Elevated latency in our US-East PoP
Incident Report for PubNub
Postmortem

Problem Description, Impact, and Resolution

In our US-EAST-1 Point of Presence we received an unusual amount of connections that caused upstream backlog within our internal network. This manifested by causing delays in delivering subscription requests to some clients. Via our normal catch up mechanism subscription deliveries continued to function with delays throughout the incident. Manual operation tools deployed mechanisms which alleviated back pressure on connection creation bringing the incident to full resolution.

Mitigation Steps and Recommended Future Preventative Measures

In the future there are several areas to improve. First, a gap was identified in our internal monitoring which hid some of the connection and channel creation from our system. This caused us to respond slower towards a resolution than expected. This gap will be resolved in the coming days. Additionally, we have automatic throttles that closely guard connection creation we are always trying to improve. In this exact scenario we believe the specific pattern of the problem kept the influx of connections underneath our rate limiting. We are analyzing the exact pattern so that in the future our connection rate limiting will take into account more sophisticated usage patterns.

Posted 8 months ago. Feb 05, 2019 - 19:44 UTC

Resolved
The root cause was identified and the actions taken to mitigate were successful and all latencies have returned to normal.

---

STATED GOAL: Continue the incident report on elevated latency in the US-East Point of Presence from the point where it stops.

---

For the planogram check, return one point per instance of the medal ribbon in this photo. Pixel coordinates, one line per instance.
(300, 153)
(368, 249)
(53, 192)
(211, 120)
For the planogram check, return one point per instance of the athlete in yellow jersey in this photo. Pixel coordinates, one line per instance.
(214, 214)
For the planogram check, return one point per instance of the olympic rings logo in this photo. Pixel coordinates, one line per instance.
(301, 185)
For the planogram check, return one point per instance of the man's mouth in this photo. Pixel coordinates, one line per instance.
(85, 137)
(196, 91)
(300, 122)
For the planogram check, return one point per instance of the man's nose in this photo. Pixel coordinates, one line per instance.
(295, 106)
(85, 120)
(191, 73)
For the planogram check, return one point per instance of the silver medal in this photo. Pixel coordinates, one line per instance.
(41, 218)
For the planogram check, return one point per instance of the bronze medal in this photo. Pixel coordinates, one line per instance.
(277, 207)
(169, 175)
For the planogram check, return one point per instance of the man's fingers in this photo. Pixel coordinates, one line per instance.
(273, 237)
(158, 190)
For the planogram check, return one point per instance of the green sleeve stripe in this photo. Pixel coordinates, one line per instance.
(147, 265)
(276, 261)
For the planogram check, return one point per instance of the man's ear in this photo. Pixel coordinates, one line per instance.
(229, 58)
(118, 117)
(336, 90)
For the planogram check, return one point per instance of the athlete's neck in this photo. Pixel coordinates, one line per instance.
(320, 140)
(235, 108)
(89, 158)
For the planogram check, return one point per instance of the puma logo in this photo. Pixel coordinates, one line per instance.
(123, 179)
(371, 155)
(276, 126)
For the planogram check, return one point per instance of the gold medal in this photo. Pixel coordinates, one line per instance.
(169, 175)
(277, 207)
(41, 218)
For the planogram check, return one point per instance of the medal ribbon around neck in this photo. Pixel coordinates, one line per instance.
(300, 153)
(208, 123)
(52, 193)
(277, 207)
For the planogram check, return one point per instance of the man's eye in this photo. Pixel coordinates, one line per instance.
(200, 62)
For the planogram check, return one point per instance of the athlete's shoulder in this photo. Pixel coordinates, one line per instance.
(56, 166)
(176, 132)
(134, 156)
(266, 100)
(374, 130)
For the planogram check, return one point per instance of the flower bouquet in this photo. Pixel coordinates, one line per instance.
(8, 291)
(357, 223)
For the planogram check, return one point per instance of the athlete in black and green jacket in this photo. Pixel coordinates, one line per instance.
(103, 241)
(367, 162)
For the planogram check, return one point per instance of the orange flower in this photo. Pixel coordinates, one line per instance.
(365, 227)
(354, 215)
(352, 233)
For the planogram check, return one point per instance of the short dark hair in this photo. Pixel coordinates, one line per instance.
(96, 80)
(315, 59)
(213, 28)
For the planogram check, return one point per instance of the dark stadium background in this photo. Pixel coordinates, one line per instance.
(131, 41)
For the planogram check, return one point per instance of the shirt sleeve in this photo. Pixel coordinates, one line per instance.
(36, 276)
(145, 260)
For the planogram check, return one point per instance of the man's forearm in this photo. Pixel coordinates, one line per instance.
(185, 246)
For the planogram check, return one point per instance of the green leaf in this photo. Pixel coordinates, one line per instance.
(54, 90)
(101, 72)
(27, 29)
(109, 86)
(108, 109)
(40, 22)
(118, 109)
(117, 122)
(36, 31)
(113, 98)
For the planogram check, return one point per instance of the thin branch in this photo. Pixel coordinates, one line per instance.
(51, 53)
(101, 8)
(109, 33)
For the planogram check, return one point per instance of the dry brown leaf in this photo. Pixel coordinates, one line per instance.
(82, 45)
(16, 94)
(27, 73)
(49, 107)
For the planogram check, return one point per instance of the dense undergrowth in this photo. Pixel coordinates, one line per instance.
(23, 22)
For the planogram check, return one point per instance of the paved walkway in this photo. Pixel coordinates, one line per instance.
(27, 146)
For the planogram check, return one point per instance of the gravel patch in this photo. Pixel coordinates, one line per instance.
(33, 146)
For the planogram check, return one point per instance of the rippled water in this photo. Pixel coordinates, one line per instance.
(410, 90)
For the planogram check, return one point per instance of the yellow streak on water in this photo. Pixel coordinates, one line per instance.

---

EXERCISE ANSWER:
Posted 8 months ago. Feb 04, 2019 - 03:58 UTC
Monitoring
We were able to mitigate the connection issues that we were experiencing and will monitor closely over the next several hours until we are confident the issue is resolved.
Posted 8 months ago. Feb 04, 2019 - 03:18 UTC
Identified
We have identified a networking condition where connections are taking longer expected. We are implementing multiple strategies to mitigate the impact.
Posted 8 months ago. Feb 04, 2019 - 02:57 UTC
Update
We currently understand the impact and are discussing the best actions to take to mitigate the latencies.
Posted 8 months ago. Feb 04, 2019 - 02:42 UTC
Investigating
We are currently experiencing elevated latencies in our US-East PoP and are investigating root cause.
Posted 8 months ago. Feb 04, 2019 - 02:22 UTC
This incident affected: Points of Presence (North America Points of Presence) and Realtime Network (Publish/Subscribe Service, Storage and Playback Service).